===== Records supplied
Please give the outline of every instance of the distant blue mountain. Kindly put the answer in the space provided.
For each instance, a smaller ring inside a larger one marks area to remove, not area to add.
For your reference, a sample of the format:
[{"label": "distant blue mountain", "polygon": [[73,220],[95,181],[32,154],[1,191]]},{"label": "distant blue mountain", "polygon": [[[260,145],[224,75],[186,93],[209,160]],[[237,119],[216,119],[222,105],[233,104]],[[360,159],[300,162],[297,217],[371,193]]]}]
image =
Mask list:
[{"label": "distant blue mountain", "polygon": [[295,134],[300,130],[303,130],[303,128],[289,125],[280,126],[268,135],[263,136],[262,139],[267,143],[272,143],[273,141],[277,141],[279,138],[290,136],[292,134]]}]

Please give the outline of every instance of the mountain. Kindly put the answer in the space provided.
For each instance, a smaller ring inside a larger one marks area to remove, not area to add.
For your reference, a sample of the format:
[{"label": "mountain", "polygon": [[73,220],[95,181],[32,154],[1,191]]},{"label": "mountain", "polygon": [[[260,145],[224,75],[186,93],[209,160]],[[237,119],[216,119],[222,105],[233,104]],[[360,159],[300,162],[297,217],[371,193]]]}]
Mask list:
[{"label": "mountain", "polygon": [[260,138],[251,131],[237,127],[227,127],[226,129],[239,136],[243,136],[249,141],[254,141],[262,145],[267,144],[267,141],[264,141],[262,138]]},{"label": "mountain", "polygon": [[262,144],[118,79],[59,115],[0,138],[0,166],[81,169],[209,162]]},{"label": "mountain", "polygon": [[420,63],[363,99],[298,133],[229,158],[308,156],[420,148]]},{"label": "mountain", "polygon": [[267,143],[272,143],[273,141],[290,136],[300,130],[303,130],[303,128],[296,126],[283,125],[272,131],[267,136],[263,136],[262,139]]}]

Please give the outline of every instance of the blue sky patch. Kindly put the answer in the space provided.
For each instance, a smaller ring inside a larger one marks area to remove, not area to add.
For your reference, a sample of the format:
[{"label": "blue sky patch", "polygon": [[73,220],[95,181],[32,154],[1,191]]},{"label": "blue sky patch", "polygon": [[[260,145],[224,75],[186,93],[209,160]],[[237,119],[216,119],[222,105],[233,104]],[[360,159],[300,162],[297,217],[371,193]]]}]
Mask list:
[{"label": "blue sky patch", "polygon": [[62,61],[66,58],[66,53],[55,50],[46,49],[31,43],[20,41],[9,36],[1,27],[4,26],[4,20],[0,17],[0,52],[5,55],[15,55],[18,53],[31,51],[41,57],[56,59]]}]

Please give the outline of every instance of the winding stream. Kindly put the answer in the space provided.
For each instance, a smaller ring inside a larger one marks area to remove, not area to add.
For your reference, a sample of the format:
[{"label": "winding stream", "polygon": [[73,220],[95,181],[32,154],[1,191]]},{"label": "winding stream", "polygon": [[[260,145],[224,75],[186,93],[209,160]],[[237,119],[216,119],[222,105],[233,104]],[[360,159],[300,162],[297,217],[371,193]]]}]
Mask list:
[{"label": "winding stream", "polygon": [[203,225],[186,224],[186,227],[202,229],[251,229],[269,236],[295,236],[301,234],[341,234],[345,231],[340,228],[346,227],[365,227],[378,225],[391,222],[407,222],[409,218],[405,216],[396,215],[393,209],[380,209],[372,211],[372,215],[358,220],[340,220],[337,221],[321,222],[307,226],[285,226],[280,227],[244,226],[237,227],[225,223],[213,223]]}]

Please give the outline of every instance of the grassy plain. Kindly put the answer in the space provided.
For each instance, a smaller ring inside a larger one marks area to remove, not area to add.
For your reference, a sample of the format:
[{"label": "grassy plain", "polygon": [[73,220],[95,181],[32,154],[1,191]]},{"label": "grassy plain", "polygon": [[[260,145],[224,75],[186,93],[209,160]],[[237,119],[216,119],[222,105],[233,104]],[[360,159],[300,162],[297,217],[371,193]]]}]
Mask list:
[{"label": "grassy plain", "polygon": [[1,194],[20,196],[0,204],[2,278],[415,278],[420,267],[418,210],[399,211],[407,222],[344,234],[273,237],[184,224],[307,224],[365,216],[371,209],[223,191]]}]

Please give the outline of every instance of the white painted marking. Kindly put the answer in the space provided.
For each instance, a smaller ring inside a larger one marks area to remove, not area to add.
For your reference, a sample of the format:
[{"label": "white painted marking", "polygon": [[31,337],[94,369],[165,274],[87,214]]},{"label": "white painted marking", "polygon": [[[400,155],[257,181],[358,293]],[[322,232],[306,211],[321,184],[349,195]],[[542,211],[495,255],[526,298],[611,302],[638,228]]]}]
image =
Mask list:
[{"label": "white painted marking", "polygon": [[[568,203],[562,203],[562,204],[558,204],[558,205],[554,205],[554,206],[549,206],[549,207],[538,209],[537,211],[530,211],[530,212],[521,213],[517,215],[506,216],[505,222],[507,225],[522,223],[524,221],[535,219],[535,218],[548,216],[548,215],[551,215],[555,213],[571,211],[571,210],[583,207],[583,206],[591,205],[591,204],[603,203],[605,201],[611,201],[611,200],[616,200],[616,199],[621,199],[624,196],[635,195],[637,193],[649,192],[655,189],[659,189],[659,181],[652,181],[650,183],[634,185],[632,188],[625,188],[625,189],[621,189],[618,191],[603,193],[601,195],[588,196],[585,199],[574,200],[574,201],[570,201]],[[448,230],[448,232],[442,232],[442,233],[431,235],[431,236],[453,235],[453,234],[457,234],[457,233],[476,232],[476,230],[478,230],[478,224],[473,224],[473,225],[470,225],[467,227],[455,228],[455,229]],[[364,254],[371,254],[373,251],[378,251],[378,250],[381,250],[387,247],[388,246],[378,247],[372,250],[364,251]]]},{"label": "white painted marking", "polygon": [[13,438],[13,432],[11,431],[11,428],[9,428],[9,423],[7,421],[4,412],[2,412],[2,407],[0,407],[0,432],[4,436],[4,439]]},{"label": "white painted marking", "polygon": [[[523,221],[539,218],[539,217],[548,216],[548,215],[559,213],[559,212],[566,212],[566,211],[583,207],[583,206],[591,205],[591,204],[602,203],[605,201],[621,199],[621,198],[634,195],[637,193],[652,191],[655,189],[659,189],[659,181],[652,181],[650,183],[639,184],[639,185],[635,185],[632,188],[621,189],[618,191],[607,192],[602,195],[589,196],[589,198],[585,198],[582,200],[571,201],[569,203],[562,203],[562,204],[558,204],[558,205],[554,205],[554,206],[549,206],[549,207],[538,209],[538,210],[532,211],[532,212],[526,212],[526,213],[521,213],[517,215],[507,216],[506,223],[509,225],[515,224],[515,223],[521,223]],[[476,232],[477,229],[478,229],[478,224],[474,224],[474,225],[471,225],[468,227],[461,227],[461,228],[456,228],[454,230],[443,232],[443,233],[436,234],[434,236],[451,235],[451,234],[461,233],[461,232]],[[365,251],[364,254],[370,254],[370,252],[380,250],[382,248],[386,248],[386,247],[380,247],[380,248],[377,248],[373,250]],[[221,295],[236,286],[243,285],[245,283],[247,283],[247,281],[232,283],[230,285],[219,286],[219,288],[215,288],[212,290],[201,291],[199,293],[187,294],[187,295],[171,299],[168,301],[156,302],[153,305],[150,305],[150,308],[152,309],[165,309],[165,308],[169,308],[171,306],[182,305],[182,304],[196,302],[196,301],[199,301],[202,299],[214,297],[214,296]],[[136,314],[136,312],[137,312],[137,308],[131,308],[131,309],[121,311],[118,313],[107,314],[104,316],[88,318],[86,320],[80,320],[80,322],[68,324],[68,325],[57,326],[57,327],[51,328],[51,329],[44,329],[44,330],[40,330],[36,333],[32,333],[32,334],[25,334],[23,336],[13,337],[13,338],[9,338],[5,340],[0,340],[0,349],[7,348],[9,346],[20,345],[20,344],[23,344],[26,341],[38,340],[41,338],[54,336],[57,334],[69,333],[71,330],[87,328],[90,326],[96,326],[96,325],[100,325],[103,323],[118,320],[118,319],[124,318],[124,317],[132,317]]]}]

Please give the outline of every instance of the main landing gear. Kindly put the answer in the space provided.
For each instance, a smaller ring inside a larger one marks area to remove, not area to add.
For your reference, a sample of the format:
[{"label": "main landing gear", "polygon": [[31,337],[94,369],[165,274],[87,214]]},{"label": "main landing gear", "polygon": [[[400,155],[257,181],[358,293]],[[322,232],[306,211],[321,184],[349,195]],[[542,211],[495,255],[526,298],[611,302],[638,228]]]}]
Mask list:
==========
== The problem ==
Repeat exactly the lines starting at the line with "Please give the outline of every instance of the main" and ending with the final line of the entries. Include nothing else.

== Result for this task ==
Please give the outline of every instance of the main landing gear. Kindly put the answer in the space provided.
For each instance, a smaller ring inside a larger one marks area to remove, not area to add.
For your reference, a sample of the format:
[{"label": "main landing gear", "polygon": [[31,337],[94,369],[165,274],[87,214]]},{"label": "main landing gear", "polygon": [[[400,155],[257,181],[358,293]],[[322,232],[306,211],[321,184],[349,195]],[[542,211],[495,255],[526,298],[611,302],[638,228]]]}]
Mask list:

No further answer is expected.